- Exercise set
1 - In the Advent reflection, what did the medical team rub from the newborn daughter's skin?
2 - Please explain, in one to three sentences, why the daughter's pulse slowed before her birth, according to the Advent reflection.

- Selected extract
###
Adventing: Waiting and Acting in Hope

“In the beginning, God created…” begins the narrative that shapes our lives. And now, at Advent, we wait expectantly for something new to happen, the birth and return of creation’s Savior.
I recall another birth that that took my breath away.
Don’t Give Up on Me
While still in her mother’s womb, our oldest daughter’s umbilical cord was wrapped around her neck, causing her pulse to slow. Our obstetrician was watching a monitor closely and reporting to us her “vitals.” They kept going down, as if she was diving into lifelessness. Suddenly, there was only one move to make, and our obstetrician called it.
Within a few minutes I was looking into my wife’s open womb, and at the waxy fetus that lay inside her. Our daughter was purple and motionless. Still as she was, the surgical nurse carried her to a nearby table. I asked what was happening, but no one seemed to notice. Twenty seconds passed, and then sixty. Not a sound.
The medical team formed a human wall around our daughter and began to rub the waxy coating from her purple skin, as if to rub life into her. My wife looked up at me quizzically from where she lay, while her abdomen was being sutured back together. She tried to lift up her head, hearing nothing and seeing nothing, as a short curtain blocked her view from our little one. The seconds ticked. Not a breath.
###
- Data to examine
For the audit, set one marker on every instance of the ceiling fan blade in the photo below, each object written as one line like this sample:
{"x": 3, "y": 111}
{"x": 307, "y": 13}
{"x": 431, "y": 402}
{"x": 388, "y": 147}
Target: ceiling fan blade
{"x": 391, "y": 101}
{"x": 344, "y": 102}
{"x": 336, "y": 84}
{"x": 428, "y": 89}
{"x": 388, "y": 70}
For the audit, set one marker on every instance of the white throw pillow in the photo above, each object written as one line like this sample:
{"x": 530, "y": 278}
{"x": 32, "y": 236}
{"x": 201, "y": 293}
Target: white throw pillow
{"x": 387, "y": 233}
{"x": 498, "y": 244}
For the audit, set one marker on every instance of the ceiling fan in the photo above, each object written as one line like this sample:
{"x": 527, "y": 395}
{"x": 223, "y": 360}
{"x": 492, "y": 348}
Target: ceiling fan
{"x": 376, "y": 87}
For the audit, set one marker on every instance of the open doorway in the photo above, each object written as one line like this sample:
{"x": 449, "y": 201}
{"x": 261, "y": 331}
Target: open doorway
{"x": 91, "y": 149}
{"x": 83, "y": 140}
###
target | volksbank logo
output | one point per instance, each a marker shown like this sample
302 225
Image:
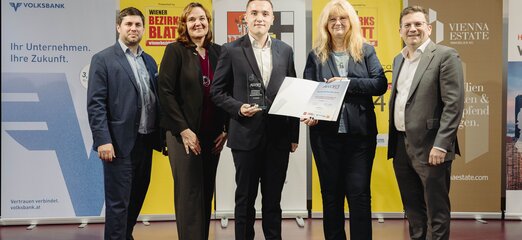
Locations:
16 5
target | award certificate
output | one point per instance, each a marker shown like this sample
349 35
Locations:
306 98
###
- Solutions to the tasks
1 - A waxy coating.

2 - While she was still in her mother's womb, her umbilical cord was wrapped around her neck, and this caused her pulse to slow.